* [BRANO]
La PAC, che divide i suoi sussidi in pagamenti diretti (primo pilastro) e aiuti per lo sviluppo rurale (secondo pilastro), fino a oggi ha permesso che l’80% dei fondi andasse ad appena il 20% delle aziende agricole. Si tratta di imprese di grande dimensione, votate alla produzione industriale e all’allevamento intensivo. Alle piccole aziende sarà destinato soltanto il 6% dei pagamenti.
L’idea originaria di destinare parte dei pagamenti diretti – diversamente dalle altre volte – a pratiche agricole ecologiche è stata ribaltata: il voto dell’Europarlamento, sulla carta, sembra riservare a questi eco-schemi il 30% dei fondi del primo pilastro, in realtà li subordina alla convenienza economica per l’agricoltore. Tradotto: se pratiche come la rigenerazione dei suoli, l’aumento delle zone riservate alla natura fra gli appezzamenti o l’abbandono dei pesticidi chimici comportano un aumento dei costi, possono essere evitate.

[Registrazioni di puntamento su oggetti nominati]
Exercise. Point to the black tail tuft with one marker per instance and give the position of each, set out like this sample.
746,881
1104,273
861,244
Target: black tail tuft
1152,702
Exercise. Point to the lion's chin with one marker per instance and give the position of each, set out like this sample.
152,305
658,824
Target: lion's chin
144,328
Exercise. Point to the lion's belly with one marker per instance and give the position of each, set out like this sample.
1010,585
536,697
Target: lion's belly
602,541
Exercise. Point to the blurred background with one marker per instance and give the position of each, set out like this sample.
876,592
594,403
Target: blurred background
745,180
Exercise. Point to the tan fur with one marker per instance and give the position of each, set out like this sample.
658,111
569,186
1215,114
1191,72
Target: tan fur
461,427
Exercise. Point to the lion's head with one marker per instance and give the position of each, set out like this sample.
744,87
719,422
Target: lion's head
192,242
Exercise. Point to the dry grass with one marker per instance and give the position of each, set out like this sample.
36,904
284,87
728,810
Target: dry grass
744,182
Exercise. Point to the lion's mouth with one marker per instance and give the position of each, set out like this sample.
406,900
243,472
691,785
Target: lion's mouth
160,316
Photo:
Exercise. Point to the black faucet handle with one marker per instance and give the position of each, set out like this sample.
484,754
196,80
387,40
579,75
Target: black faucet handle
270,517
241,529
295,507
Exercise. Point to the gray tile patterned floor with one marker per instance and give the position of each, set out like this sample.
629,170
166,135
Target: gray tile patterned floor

* [OBIETTIVI]
1. Quali pratiche agricole ecologiche cita come esempi il brano sulla PAC?
2. Prosegui il brano sulla PAC a partire dalla sua ultima frase.

* [SOLUZIONI]
1.
- la rigenerazione dei suoli
- l’aumento delle zone riservate alla natura fra gli appezzamenti
- l’abbandono dei pesticidi chimici

2.
Una formula che inverte le priorità tra ecologia ed economia, oltre ad aprire la porta allo sviluppo di nuovi OGM e agricoltura di precisione, strumenti su cui molte grandi aziende vogliono investire ma che – a fronte di un “rinverdimento” tutto da dimostrare – presentano rischi per la biodiversità. Come se non bastasse, agli Stati membri viene vietato di aumentare i fondi per gli eco-schemi e di fissare standard ambientali più elevati da rispettare per ottenere fondi pubblici.
Continuando a scorrere il testo di compromesso approvato, vediamo che nei siti Natura 2000, le zone ecologicamente più importanti destinate alla protezione di piante e animali, potranno essere arati e convertiti i prati permanenti, ad eccezione di non meglio definite “aree particolarmente sensibili”.
Sono stati bocciati tutti i dieci emendamenti che chiedevano un allineamento della PAC agli obiettivi del Green deal. È stato approvato un emendamento che auspica la connessione fra PAC e accordo di Parigi, ma ne è stato bocciato un altro che vincolava la PAC a ridurre le emissioni del sistema alimentare del 30% entro il 2027.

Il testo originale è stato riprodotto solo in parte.